## Written problem
Please copy the material below, swapping every "tag" for "mark" and changing nothing else.

--

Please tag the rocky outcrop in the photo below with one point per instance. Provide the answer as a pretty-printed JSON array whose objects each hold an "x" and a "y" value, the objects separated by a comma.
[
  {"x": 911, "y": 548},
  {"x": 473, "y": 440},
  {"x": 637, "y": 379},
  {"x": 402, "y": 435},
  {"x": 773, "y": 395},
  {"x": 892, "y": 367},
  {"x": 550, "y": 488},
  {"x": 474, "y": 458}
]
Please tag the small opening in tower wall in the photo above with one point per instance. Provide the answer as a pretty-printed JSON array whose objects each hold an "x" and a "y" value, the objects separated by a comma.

--

## Exercise response
Please mark the rocky outcrop in the photo below with one point per instance. Provide the answer as a pretty-printed JSON array whose objects each hold an "x" and a "y" value, the objects separated by a comma.
[
  {"x": 911, "y": 548},
  {"x": 473, "y": 440},
  {"x": 637, "y": 379},
  {"x": 402, "y": 435},
  {"x": 773, "y": 395},
  {"x": 892, "y": 367},
  {"x": 550, "y": 488},
  {"x": 474, "y": 458}
]
Please mark the small opening in tower wall in the photo above with one point per instance. Provide the answer as a pretty-printed JSON array whose objects each hold an "x" and a "y" value, the objects separated by a comma.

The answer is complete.